## [Problem]
Rewrite all of the records with every "detect_objects" changed to "locate_objects", keeping everything else the same. Leave the pictures out of your version.

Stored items
## BEGIN

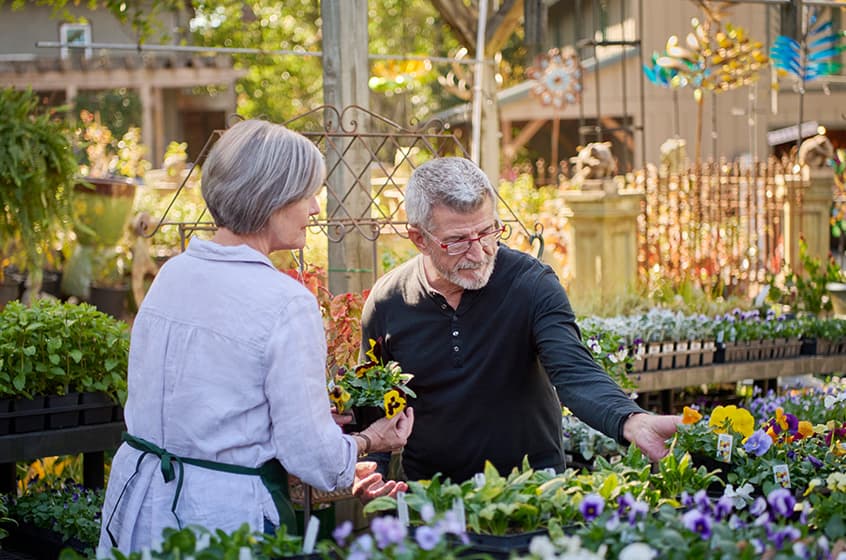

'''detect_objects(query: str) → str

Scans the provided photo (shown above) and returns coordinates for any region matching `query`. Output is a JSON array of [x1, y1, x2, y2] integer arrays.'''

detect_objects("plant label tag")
[[452, 498, 467, 527], [303, 515, 320, 554], [773, 463, 790, 488], [397, 492, 408, 527], [717, 434, 734, 463]]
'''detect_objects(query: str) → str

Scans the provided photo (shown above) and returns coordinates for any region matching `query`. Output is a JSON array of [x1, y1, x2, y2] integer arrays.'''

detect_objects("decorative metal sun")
[[526, 47, 582, 109]]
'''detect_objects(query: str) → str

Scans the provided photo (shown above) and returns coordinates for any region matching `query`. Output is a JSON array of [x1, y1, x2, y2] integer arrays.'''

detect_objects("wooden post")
[[320, 0, 376, 294]]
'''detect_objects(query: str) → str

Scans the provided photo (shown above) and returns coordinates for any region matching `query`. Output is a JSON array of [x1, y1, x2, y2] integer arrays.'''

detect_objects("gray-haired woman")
[[100, 120, 414, 552]]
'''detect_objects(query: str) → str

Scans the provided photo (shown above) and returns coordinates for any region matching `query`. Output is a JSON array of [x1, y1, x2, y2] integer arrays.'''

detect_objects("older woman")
[[100, 120, 414, 552]]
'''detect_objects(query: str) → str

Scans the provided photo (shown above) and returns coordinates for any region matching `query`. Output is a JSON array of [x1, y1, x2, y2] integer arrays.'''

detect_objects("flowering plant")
[[548, 489, 836, 560], [74, 110, 150, 178], [329, 338, 417, 418], [673, 405, 846, 492], [1, 483, 105, 552], [61, 523, 303, 560], [320, 505, 468, 560]]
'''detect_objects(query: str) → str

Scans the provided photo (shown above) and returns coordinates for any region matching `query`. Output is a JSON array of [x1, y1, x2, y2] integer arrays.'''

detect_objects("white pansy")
[[723, 482, 755, 509], [619, 543, 658, 560], [529, 536, 555, 560]]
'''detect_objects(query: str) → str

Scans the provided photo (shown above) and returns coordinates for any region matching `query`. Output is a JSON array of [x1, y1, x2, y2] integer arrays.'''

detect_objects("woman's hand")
[[329, 405, 352, 428], [353, 461, 408, 504], [362, 407, 414, 453]]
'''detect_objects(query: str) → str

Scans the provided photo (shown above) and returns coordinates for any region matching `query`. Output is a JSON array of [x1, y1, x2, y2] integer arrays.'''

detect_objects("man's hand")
[[353, 461, 408, 504], [623, 412, 681, 461]]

## END

## [Reply]
'''locate_objects(query: str) → str

Scans the provided photo (shown above) and returns coordinates for any region matching `query`. Output is a JSON array of [x1, y1, x2, y2] integer arrays.'''

locate_objects("plant label tag")
[[452, 498, 467, 527], [303, 515, 320, 554], [773, 463, 790, 488], [397, 492, 408, 527], [717, 434, 734, 463]]
'''locate_objects(query: str) → str

Scans the provided photo (shown above) and returns coordinates for any region matching `query`. Output is a JSON array of [x1, y1, x2, y2] integer arrays.'''

locate_objects("decorative metal sun")
[[526, 47, 582, 109]]
'''locate_objects(query: str) → str

Scans the provided photo (shown above) and returns coordinates for any region matching `query`. Output is a JSON array of [x1, y1, x2, y2] integer arrays.'''

locate_objects("wooden post")
[[320, 0, 376, 294]]
'''locate_objects(query: str) → str

Scans the provided photo (shown above) and returns coordinates for any region matching `query`. Output is a JSON array of [x1, y1, x2, y2] integer arrays.'''

locate_objects("gray-haired woman")
[[100, 120, 414, 552]]
'''locate_objects(query: str) → str

Scans the provided photo (shown above) and returns coordinates for any region matching `query`. Output is a JSON array of [x1, y1, x2, y2] integer arrays.'''

locate_objects("older woman")
[[100, 120, 414, 552]]
'''locate_objects(query: str) → str

Scans the provided photo (shown above) and returns coordinates for any region matching `query`. Output is a JSON array of [x1, y1, x2, y2] integer arrays.'''

locate_objects("flowering plant")
[[548, 489, 836, 560], [74, 110, 150, 178], [329, 338, 417, 418], [673, 405, 846, 492], [1, 483, 105, 552], [61, 523, 303, 560], [320, 505, 468, 560]]
'''locate_objects(query: str) → str

Scans the provided photo (shown above) and returns coordinates for any region matching `query`. Output is a JSON array of [x1, y1, x2, y2] integer arrays.'''

locate_objects("white pansy")
[[723, 482, 755, 509], [619, 543, 658, 560], [529, 536, 555, 560]]
'''locate_objects(query: str) → str

Scans the provided photo (shown above) and returns coordinates for any region matching `query`. Output is a JSON array of [x1, y1, x2, y2] integer arrays.'''

locate_objects("woman's hand")
[[329, 405, 352, 428], [353, 461, 408, 504], [362, 407, 414, 453]]
'''locate_objects(query: str) → str

Scans the provided photo (shown above) and returns coordinates for any region matching `query`. Output is a JSON array of [x1, y1, x2, y2] integer arrays.'''

locate_objects("man's hand")
[[353, 461, 408, 504], [623, 412, 681, 461]]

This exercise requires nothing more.